Thursday, February 26, 2009

Three and Two

As of about 26 minutes ago, David Cortland is officially two years old! Of course, he’s been acting like a stereotypical two-year-old for weeks, now—probably even months—but now he’s finally got the number to go with it.


In some ways, it feels like only yesterday that we were in the hospital in Noblesville, waiting for him to come out and then finally bonding with him, once he did. In other ways, it seems like an Eternity ago and we can’t even believe it’s been a mere two years.


Whatever the case, we’re incredibly grateful for our beautiful, little two-year-old and all the joy he brings into our lives. Happy birthday, David!

Friday, February 13, 2009

Scheduling



With Church at 11:00 this year, we generally get home at around 2:45 and start on a very late lunch. (Yes, the kids get snacks on the way there, and David gets another in nursery.) So needless to say, even the earliest we can get done with lunch is already into naptime. This past Sunday, Leah never went down—nor even bothered to get re-dressed after her Spaghetti-Os!—and David napped very shortly, so we had some playtime left between his waking up and extended family coming over, at 5:30—and Daddy actually thought to get the camera!


Check out the photos!

Thursday, February 5, 2009

Finger Painting



There something about the death of a child that really makes you reevaluate your priorities. Even if you think you’ve been doing pretty well, up to that point, you start to genuinely take stock of things and make a point of spending time on the essential things, instead of just the important ones (or even the unimportant ones).


Case in point: last night, Mommy told Daddy that when he got off work, we would be finger painting, as a family. Daddy was absolutely ecstatic. We’re together as a family every single day, but how often do we actually do something really special, like that? As it happened, circumstance rendered the session a bit later than expected—we actually did it, after supper—but wow, did we have a great time just being together, a family like our Father in Heaven intended. ☺


(more pics)

Saturday, January 31, 2009

Daniel

Today was one of the hardest days we’ve ever had to endure: it’s the day we buried our beautiful little boy. We named him Daniel Carey Drake, following the Drake family tradition of giving the second son a maternal-line surname as his middle name.


Daniel was approximately four inches long and was buried in a tiny, satin-lined casket donated by his mommy’s visiting teacher Patty, wrapped in a white handkerchief and tucked in under a remnant of a blue baby blankey with a parent/child pair of giraffes and the words “Sweet Baby.” (Both the handkerchief and the blanket were from Mawmaw.)

## Your assignment
Reproduce the family blog posts word for word, from "Whatever the case, we’re" to "out the photos!".

## Material provided
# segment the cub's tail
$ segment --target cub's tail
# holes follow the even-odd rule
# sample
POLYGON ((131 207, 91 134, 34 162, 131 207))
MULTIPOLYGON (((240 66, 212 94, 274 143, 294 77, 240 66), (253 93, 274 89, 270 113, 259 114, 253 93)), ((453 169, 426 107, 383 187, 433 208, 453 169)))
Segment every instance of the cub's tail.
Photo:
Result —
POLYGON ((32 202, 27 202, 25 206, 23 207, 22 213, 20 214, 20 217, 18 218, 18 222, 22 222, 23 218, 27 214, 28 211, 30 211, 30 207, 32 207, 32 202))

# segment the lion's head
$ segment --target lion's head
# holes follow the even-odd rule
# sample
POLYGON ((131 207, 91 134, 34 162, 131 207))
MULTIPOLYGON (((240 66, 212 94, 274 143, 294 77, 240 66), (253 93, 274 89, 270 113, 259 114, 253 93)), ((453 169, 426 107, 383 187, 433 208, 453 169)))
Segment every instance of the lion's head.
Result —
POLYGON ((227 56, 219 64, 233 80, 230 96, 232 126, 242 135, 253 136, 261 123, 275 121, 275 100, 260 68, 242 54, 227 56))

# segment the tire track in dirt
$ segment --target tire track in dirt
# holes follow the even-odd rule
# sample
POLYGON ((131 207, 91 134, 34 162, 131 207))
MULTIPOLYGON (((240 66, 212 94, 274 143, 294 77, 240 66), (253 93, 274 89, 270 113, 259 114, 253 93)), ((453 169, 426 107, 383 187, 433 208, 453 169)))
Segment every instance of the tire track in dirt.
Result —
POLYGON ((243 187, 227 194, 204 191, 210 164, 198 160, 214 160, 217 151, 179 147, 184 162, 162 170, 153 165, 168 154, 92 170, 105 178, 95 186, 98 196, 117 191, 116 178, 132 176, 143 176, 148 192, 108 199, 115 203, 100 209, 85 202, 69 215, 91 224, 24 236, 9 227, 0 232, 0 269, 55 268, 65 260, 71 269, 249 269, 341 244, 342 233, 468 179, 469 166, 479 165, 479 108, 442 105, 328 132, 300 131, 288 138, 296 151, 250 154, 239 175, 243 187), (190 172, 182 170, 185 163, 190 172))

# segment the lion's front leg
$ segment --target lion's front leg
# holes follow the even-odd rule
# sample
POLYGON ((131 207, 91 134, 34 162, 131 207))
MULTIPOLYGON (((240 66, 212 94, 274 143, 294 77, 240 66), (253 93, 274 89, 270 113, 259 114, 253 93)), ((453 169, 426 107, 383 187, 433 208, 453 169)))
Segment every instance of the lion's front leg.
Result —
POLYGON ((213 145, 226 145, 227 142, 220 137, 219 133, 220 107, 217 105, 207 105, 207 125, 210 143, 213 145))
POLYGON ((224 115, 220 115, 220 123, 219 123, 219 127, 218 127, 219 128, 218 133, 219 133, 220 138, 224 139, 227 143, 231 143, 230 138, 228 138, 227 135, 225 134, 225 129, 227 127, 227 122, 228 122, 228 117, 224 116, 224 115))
---
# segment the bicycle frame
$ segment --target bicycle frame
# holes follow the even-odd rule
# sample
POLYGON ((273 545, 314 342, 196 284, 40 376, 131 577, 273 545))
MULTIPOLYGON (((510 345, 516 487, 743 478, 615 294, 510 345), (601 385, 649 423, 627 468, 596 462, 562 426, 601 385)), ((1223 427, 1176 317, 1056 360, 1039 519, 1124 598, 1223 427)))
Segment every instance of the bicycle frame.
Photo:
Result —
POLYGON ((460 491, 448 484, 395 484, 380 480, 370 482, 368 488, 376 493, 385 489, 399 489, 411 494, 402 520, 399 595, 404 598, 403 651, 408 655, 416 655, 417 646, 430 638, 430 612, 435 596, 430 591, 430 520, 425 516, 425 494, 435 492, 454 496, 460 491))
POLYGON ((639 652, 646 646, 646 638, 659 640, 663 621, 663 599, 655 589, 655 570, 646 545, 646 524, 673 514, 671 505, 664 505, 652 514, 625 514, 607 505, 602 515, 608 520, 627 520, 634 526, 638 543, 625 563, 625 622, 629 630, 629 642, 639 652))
---
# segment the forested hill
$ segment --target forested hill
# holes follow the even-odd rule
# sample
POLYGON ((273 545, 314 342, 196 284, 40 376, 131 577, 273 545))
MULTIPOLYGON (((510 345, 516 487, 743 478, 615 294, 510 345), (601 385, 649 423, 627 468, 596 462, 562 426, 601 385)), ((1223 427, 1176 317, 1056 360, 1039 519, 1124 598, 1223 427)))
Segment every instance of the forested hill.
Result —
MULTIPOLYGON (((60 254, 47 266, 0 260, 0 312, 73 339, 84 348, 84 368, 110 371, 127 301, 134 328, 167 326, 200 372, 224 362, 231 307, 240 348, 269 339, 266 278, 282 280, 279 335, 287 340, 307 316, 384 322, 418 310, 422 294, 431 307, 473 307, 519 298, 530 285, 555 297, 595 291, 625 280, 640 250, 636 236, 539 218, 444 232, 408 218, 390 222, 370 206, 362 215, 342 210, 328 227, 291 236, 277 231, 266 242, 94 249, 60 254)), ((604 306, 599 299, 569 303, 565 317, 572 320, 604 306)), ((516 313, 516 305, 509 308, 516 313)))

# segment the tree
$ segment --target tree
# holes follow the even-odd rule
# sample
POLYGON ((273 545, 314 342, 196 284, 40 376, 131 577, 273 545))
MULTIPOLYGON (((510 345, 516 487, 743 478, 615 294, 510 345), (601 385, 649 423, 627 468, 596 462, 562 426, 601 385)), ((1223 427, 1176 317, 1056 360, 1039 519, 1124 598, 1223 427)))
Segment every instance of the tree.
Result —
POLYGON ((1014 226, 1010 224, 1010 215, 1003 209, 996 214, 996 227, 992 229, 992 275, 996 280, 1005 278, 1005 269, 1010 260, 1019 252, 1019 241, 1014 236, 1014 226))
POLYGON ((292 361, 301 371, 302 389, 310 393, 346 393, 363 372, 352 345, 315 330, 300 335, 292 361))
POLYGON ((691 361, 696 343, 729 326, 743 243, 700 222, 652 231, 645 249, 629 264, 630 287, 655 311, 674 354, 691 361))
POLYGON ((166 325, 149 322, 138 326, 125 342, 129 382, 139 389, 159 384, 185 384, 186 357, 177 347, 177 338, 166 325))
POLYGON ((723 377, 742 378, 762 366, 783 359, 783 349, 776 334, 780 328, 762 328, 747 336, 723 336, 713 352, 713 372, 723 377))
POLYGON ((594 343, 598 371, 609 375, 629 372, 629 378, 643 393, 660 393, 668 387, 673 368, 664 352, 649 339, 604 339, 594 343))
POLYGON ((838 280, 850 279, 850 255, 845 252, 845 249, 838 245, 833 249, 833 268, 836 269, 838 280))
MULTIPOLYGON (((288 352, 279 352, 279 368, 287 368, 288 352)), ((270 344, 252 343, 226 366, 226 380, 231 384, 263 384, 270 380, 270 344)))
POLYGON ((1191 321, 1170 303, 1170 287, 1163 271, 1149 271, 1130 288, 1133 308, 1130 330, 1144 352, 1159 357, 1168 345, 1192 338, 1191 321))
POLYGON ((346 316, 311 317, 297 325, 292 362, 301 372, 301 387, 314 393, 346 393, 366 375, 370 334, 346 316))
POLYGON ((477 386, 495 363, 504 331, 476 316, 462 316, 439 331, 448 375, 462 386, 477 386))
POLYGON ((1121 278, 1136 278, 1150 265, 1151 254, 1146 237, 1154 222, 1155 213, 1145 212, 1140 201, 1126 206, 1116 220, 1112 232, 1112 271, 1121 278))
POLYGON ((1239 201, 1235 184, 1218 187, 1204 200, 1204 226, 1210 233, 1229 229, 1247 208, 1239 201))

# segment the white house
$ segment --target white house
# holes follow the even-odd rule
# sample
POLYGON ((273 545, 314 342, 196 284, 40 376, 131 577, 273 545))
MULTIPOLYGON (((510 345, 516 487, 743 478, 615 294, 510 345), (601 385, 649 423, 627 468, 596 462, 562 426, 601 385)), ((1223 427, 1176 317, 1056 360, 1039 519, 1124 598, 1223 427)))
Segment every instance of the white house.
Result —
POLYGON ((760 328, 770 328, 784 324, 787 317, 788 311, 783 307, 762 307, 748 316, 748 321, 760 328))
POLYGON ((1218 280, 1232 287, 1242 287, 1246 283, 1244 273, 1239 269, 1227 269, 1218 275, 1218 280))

## Response box
Whatever the case, we’re incredibly grateful for our beautiful, little two-year-old and all the joy he brings into our lives. Happy birthday, David!

Friday, February 13, 2009

Scheduling



With Church at 11:00 this year, we generally get home at around 2:45 and start on a very late lunch. (Yes, the kids get snacks on the way there, and David gets another in nursery.) So needless to say, even the earliest we can get done with lunch is already into naptime. This past Sunday, Leah never went down—nor even bothered to get re-dressed after her Spaghetti-Os!—and David napped very shortly, so we had some playtime left between his waking up and extended family coming over, at 5:30—and Daddy actually thought to get the camera!


Check out the photos!